TASK STATEMENT: Can you carry on the article about growing old and the "Living Old" documentary, starting right after its last sentence?

PASSAGE:
-------

Growing old: Is it a blessing or a curse?
But please, stick it out. The message of the upcoming one-hour “Frontline” public television documentary, “Living Old,” is one we need to see and hear even if it makes us uncomfortable and fearful about our own fate.
Through the eyes of the elderly, their families and doctors and nurses who care for them, “Living Old” explores the modern and not-so-pretty realities of aging we rarely talk about.
Yes, modern science is able to prolong life, but at what price? As our nation ages - people 85 and older are the fastest growing segment of the population - many professionals worry our healthcare system, with its focus on treatment and cure, is woefully ill-equipped to handle the new realities of long-term care.
“Loving families begin to wonder, is it love or is it cruelty to treat this pneumonia in my father who is suffering from cancer and has begun to lose his appreciation of all of those things that made his life worth living?” said Dr. Leon Kass, chairman of the President’s Council on Bioethics from 2002 to 2005.
“Nobody’s bothered to think about what the repercussions are of trying to keep people alive longer and longer,” said Dr. David Muller, dean of medical education at Mount Sinai School of Medicine in New York. "(It’s) another bypass surgery, another transplant … without anyone worrying about ‘Well, what’s next?’ ”
And it’s not just the devastating illnesses.
“Not everyone has cancer, not everyone has Alzheimer’s or Parkinson’s, but almost everyone loses function,” Muller said. “It could be something as simple as slowly worsening vision or really bad arthritis on one knee that makes it harder to get around.”

-------

DATA SEGMENT:
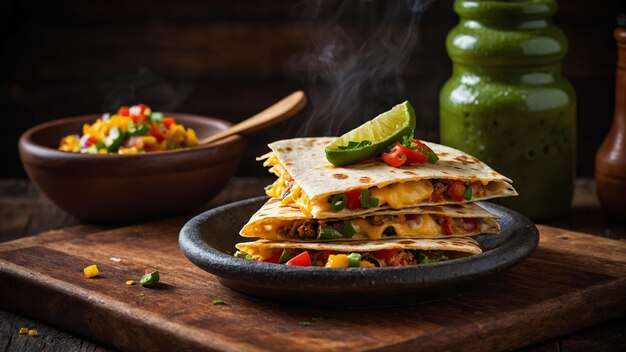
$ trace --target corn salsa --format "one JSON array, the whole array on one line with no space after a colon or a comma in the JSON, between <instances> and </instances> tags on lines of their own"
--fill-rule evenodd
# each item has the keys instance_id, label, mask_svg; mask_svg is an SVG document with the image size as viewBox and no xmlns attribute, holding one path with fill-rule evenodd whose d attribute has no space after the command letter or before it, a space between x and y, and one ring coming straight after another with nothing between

-------

SOLVED EXERCISE:
For example, only one in 20 people over the age of 85 is fully mobile, and roughly half will develop some form of dementia.
“Everything started to go at 82 years,” said Rose Chanes, 96 and in assisted living. “I don’t hear, I don’t see. … You’ve got to be crazy to call it a blessing to live like this. … I call it a curse.”
“Living Old” will air on public television stations on or about Nov. 21. We watched a preview and admired the love and dedication of a daughter who gives up her job to care for her bedridden father at home. We fought back tears, hearing a dying man with lung cancer worry about how his wife would cope.
He died two weeks after the interview. We felt the pain of a daughter seeing her parents grow frailer, the father with Parkinson’s disease and the mother with Alzheimer’s.
“With my mother, it’s been a slow process, but in the last few months things have escalated,” said Mary Ann DiBerardino, whose parents, in their 90s and married for 68 years, share a room in a nursing home. “It’s difficult some days when I’m not sure if she doesn’t eat because perhaps she’s forgotten how to use her utensils or does she not know how to swallow.”
That’s the reality of old age and death for millions of Americans.
“Everybody has the fantasy of dying by just going to sleep, not feeling anything, just ‘don’t wake up,’ ” said Lillian Gleason, a registered nurse. “But it doesn’t always happen that way. Sometimes people live a long time with serious, serious problems.”
And it could happen to anyone.
“I really seriously have to think about what’s going to happen to me when I get older,” Gleason said. “It’s kind of a scary, scary question. I think we all want to postpone it. I know I do. I don’t really want to think about it right now. But I am faced with it every day because I see it in my work.”
Watch “Living Old,” and you will see it too.